To much fanfare, over 5,000 abstracts have been released by the American Society of Clinical Oncology ahead of its 50th annual meeting in three weeks.

Pretty much every company with an oncology unit has published preliminary data on their offerings which will be presented at the ASCO meeting in Chicago. In its official programme, however, the society highlighted five studies, which include a trial that offers new insight on obesity's relation to breast cancer mortality in younger women and another which found that hormone therapy can be safely delayed following prostate cancer relapse in some men.

ASCO also put the spotlight on AstraZeneca's AZD9291 for treatment-resistant non-small cell lung cancer. Phase I data showed that roughly 50% of patients experienced tumour shrinkage, and the drug worked particularly well in those with the T790M mutation (detected in 60% of patients), which causes the most common form of EGFR therapy resistance. Importantly, AZD9291 appears to cause fewer skin toxicities than approved EGFR tyrosine kinase inhibitors.

Staying with lung cancer, and ASCO gave prominence to a huge study which claims that implementation of recent US screening guidelines is expected to double early-stage diagnoses of the disease. However, it will add about $2.0 billion in Medicare costs annually.

[Tasks and exercises]:
**1.** In the text on the ASCO abstracts, what share of patients had tumor shrinkage in the Phase I data for AZD9291?
**2.** Transcribe the text on the ASCO abstracts word for word, starting at "Staying with lung" and ending at "Medicare costs annually.".

[Dataset extract]:
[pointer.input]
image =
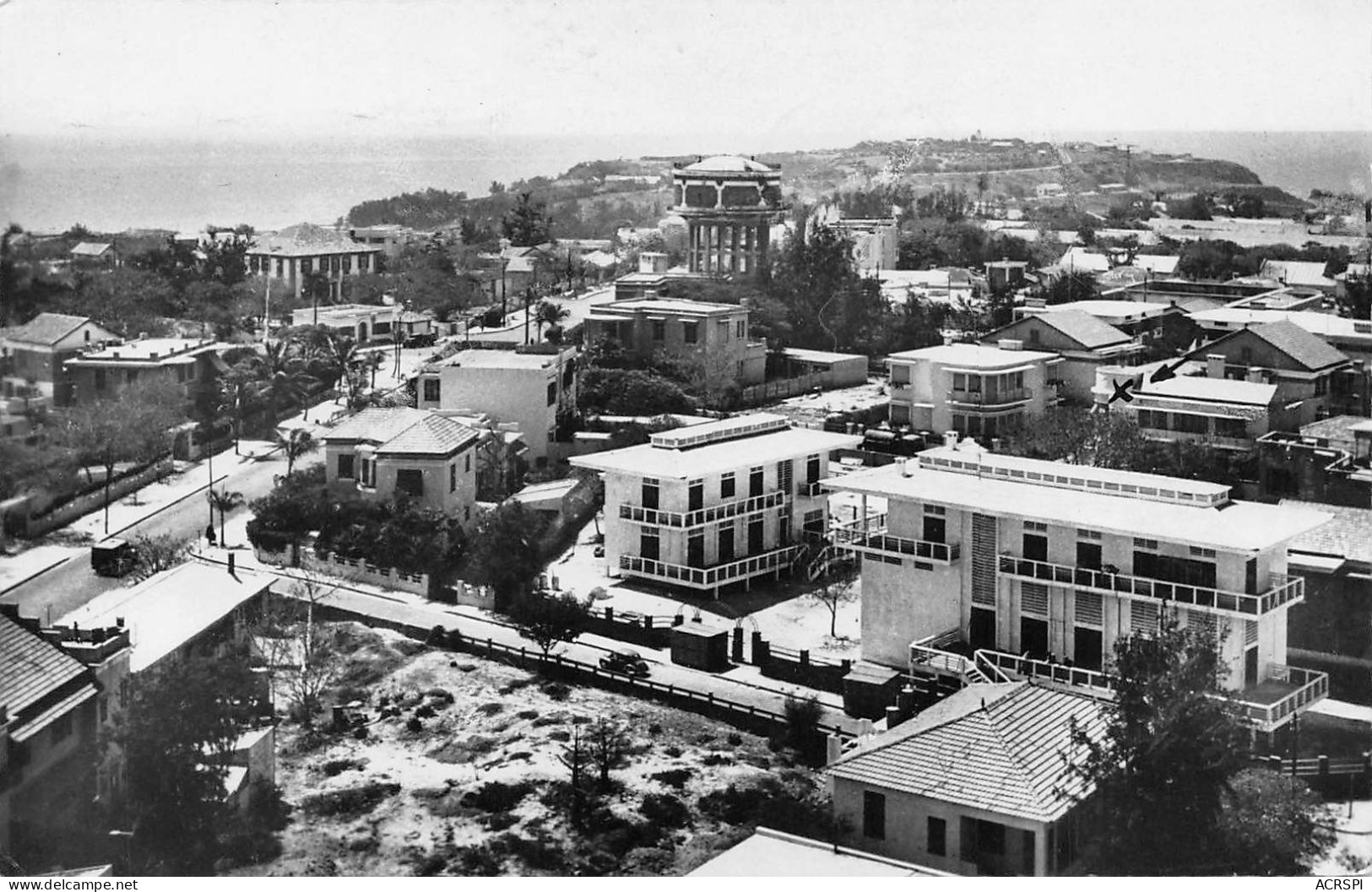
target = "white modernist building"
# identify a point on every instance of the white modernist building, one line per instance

[Task-by-task outputs]:
**1.** Roughly 50% of patients.

**2.**
Staying with lung cancer, and ASCO gave prominence to a huge study which claims that implementation of recent US screening guidelines is expected to double early-stage diagnoses of the disease. However, it will add about $2.0 billion in Medicare costs annually.